- **Problem to solve**
After locating the line with "elderly woman, one point per instance." in the data that follows, return it and every later line exactly, up to and including the line with "wheel, one point per instance.".

Collected data entries:
——

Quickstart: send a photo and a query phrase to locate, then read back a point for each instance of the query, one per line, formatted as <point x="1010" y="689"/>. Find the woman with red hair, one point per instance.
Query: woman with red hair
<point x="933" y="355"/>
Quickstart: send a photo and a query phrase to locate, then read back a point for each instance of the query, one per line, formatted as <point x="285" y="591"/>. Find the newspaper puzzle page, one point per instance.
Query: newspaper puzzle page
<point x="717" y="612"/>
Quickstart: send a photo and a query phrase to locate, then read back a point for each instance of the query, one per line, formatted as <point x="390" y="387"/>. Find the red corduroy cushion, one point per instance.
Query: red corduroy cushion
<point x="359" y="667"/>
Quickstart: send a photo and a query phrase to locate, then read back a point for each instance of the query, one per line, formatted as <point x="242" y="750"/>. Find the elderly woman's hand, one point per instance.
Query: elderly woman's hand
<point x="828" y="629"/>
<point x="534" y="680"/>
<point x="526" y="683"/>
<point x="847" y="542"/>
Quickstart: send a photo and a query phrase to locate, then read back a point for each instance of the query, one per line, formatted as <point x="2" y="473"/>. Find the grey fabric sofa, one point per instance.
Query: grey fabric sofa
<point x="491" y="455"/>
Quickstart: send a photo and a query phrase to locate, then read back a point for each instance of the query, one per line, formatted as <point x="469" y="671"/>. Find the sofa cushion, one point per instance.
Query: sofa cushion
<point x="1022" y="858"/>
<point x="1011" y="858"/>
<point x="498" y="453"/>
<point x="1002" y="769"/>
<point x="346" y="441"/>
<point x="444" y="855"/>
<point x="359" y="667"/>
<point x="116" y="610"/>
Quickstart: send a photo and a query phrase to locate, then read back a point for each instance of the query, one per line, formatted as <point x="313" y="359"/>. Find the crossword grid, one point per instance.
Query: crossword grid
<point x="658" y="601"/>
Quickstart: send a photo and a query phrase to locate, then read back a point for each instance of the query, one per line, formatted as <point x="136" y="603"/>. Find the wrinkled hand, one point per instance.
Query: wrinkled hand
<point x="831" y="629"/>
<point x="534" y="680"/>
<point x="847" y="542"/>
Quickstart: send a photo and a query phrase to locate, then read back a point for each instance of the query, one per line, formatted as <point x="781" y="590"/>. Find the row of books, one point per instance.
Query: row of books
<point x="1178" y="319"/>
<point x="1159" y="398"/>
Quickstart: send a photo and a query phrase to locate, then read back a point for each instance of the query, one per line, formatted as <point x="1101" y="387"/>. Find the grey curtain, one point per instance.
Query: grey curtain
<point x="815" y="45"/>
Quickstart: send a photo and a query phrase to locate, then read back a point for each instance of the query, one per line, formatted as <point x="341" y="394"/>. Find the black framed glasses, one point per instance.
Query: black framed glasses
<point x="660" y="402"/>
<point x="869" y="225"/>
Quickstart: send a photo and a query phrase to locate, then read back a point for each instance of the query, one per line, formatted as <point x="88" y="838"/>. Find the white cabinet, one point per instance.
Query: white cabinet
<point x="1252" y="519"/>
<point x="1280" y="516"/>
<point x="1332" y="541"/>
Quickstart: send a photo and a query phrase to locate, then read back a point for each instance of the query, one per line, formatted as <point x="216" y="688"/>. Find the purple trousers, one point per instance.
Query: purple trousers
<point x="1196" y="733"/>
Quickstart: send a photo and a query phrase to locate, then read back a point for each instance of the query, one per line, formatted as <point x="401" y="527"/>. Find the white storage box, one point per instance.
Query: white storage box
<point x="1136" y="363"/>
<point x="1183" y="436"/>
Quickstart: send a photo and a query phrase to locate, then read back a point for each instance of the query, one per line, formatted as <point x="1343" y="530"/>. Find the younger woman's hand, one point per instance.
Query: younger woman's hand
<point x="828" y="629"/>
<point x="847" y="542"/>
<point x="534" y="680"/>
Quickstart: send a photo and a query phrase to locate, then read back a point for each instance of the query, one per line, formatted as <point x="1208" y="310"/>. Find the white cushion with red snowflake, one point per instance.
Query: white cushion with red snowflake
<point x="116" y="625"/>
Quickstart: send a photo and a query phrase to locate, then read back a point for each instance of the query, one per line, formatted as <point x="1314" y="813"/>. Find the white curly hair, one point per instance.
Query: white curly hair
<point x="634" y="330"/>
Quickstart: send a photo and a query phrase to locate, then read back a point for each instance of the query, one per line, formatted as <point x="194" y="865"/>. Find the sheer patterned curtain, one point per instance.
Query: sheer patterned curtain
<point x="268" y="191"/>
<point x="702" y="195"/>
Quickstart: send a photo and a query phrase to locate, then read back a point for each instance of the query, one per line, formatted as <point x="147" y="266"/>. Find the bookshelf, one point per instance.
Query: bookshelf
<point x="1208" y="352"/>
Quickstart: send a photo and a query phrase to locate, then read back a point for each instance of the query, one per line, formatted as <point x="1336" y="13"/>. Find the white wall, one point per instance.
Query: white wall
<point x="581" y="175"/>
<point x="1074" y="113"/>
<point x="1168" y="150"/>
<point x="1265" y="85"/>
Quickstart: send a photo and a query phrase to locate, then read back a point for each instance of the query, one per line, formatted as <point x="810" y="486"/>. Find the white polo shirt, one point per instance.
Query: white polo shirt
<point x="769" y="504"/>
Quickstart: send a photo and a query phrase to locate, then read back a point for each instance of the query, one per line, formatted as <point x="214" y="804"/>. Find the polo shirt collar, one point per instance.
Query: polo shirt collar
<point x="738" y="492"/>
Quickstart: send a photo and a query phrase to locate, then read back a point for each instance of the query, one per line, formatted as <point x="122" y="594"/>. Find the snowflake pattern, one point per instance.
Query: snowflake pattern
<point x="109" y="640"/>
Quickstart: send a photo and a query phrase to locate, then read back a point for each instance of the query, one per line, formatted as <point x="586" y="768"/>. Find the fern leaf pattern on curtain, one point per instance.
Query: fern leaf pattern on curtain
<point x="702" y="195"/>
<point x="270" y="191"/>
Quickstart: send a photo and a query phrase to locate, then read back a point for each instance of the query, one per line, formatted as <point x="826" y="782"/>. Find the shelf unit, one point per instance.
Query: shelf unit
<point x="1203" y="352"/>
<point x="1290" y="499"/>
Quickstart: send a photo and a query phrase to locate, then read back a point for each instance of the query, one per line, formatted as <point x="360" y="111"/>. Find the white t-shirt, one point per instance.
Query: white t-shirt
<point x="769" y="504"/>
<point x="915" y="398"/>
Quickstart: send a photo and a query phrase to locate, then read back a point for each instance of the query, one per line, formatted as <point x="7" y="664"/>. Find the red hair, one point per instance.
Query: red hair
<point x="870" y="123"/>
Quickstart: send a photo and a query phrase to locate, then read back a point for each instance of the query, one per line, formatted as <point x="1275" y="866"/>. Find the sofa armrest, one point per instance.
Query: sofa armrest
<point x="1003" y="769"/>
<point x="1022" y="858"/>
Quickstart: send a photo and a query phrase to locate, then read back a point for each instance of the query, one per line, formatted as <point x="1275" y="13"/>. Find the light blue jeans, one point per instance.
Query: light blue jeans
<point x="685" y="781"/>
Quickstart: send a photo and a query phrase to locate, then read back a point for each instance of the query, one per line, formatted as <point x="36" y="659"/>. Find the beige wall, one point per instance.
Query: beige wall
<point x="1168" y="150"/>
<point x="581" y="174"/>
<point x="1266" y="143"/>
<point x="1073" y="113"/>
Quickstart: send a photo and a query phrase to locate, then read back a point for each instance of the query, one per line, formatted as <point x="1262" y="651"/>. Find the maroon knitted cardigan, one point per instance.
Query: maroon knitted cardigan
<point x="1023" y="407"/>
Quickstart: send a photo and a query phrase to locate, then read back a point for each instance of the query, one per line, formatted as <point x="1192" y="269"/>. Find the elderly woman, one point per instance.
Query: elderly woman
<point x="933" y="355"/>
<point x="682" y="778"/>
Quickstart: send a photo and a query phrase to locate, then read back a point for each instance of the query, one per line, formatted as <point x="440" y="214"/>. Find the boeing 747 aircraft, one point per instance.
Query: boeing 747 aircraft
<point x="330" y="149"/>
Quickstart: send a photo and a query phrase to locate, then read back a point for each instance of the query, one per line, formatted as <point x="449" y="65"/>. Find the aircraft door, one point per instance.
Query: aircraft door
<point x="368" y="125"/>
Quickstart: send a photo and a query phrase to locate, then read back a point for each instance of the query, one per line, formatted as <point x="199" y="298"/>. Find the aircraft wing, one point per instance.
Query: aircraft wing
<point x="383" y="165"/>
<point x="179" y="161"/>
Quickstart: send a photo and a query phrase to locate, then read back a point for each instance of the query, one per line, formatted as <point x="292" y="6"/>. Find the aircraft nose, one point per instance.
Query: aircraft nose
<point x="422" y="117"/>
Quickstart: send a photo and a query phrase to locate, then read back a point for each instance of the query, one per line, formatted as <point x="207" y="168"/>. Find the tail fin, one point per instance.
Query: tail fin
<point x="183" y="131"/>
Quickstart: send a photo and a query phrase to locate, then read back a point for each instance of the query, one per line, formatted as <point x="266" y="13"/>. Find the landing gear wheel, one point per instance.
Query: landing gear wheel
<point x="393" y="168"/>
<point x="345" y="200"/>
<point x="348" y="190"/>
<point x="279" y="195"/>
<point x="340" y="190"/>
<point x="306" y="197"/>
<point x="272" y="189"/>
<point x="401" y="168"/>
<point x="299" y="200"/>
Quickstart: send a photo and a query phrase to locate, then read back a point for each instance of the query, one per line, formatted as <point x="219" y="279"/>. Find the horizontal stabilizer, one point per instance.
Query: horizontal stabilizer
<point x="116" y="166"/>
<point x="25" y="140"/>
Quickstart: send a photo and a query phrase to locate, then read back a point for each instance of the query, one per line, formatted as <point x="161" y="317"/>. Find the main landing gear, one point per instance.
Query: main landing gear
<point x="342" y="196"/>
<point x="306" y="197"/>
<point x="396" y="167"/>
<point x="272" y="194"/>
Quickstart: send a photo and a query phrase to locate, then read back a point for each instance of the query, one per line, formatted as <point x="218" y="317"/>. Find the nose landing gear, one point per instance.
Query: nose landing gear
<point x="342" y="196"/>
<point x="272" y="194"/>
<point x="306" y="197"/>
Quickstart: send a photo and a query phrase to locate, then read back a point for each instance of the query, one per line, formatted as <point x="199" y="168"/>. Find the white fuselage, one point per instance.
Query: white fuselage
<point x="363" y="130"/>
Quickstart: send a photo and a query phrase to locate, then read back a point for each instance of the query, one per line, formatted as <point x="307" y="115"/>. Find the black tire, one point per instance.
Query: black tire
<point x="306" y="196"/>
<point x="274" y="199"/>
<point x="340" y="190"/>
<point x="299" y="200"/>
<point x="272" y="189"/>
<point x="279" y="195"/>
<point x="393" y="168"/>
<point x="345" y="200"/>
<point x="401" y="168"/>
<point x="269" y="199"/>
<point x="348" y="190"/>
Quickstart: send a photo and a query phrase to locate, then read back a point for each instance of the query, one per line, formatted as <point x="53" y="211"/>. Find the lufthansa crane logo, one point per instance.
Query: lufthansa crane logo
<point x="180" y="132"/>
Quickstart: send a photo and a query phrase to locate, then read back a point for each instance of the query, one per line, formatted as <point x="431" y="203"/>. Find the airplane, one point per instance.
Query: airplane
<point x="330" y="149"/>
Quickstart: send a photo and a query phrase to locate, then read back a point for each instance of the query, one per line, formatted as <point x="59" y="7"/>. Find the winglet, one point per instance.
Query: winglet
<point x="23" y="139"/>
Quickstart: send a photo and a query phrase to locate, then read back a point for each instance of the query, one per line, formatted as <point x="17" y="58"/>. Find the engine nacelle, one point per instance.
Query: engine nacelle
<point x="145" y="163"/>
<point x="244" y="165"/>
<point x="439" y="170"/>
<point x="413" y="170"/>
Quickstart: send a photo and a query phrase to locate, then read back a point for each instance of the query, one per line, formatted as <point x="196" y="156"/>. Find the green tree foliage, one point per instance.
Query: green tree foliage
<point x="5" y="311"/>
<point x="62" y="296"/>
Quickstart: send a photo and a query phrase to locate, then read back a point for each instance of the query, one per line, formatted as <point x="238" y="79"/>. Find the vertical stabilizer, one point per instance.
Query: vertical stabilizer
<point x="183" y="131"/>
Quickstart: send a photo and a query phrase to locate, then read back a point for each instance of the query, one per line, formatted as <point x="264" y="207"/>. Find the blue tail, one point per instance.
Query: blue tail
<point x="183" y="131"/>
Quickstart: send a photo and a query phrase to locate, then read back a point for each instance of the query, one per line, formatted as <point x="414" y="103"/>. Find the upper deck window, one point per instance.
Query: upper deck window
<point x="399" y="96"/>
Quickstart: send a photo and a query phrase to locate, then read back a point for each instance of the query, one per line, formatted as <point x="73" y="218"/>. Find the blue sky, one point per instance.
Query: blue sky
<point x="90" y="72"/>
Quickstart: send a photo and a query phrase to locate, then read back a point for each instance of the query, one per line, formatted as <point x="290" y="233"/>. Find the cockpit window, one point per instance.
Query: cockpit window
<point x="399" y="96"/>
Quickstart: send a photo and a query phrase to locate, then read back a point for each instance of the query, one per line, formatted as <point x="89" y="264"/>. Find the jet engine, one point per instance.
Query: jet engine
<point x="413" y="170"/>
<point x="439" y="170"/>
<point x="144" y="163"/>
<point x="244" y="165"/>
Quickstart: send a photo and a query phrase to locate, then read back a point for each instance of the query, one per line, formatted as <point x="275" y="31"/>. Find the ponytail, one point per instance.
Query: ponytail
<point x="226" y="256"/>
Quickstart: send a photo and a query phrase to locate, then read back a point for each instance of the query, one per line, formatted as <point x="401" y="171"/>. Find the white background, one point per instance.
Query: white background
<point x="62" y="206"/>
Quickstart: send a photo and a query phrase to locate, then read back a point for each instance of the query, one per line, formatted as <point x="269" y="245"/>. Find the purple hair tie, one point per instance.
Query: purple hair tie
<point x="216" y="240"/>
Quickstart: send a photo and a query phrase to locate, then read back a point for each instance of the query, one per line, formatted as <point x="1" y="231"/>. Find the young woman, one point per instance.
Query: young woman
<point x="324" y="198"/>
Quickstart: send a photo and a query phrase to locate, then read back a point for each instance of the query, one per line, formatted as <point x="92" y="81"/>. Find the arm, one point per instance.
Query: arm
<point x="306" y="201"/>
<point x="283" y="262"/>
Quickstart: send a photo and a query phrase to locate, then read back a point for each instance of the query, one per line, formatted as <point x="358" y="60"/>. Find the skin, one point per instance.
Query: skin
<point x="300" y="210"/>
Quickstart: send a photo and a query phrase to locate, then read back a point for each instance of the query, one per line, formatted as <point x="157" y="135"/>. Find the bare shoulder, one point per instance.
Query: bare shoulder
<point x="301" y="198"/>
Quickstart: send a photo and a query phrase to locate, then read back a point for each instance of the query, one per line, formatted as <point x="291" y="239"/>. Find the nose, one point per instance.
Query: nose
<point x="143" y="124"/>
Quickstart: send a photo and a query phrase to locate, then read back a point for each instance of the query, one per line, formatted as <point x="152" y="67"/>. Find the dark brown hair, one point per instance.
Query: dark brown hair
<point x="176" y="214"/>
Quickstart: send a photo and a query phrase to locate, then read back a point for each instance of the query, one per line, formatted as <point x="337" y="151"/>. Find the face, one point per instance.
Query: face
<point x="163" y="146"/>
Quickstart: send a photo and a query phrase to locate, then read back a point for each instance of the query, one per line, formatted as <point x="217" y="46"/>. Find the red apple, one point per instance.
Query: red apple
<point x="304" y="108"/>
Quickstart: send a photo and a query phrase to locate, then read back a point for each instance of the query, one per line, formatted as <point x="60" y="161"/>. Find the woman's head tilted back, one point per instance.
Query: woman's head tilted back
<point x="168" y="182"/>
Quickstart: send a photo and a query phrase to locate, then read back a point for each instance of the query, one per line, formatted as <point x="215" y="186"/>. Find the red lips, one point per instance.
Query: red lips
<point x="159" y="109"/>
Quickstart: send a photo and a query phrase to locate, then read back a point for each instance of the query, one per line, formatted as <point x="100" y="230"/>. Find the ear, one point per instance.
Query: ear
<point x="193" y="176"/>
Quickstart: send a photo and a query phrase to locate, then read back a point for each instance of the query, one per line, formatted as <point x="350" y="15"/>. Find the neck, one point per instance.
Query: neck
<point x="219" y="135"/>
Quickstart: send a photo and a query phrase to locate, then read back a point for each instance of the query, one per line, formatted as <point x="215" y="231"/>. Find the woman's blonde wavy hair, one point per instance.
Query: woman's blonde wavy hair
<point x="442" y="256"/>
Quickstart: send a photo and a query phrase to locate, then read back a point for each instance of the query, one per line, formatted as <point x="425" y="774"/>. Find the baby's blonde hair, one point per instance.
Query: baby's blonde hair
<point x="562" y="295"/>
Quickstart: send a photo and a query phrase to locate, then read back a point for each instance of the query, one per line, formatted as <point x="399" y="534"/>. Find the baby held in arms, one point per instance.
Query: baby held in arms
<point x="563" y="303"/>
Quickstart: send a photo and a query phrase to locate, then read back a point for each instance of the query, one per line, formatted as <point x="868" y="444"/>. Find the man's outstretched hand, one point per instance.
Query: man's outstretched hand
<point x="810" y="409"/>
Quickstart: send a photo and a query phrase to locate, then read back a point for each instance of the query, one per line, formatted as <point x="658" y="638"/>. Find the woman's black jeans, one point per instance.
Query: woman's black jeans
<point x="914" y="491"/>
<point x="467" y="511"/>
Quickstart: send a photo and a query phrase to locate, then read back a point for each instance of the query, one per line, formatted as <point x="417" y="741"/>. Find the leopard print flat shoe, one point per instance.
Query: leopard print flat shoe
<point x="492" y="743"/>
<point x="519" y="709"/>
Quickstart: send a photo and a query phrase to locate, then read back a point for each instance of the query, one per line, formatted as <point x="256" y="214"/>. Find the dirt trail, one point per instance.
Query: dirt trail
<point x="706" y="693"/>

——

- **Exercise solution**
Quickstart: send a photo and a query phrase to locate, then read back a point for each instance of the query, one per line, formatted as <point x="1192" y="269"/>. Find the elderly woman, one point per instance.
Query: elderly woman
<point x="933" y="355"/>
<point x="682" y="778"/>
Quickstart: send a photo and a query phrase to locate, then read back a point for each instance of the query, one per line, formatted as <point x="440" y="214"/>. Find the boeing 747 aircraft, one point per instance.
Query: boeing 747 aircraft
<point x="330" y="149"/>
Quickstart: send a photo and a query phrase to locate, then read back a point for each instance of the query, one per line, formatted as <point x="449" y="65"/>. Find the aircraft door, one point per instance.
Query: aircraft door
<point x="368" y="125"/>
Quickstart: send a photo and a query phrase to locate, then read back a point for each instance of the query, one per line, formatted as <point x="199" y="298"/>. Find the aircraft wing, one point per instance.
Query: aircraft wing
<point x="383" y="165"/>
<point x="179" y="161"/>
Quickstart: send a photo and a query phrase to locate, then read back a point for each instance of the query, one per line, formatted as <point x="292" y="6"/>. Find the aircraft nose, one point per instance.
Query: aircraft nose
<point x="422" y="117"/>
Quickstart: send a photo and a query phrase to locate, then read back a point for each instance of the query, one per line, formatted as <point x="207" y="168"/>. Find the tail fin, one point per instance.
Query: tail fin
<point x="183" y="131"/>
Quickstart: send a photo and a query phrase to locate, then read back a point for each instance of the query, one per line, formatted as <point x="266" y="13"/>. Find the landing gear wheel, one point per instance.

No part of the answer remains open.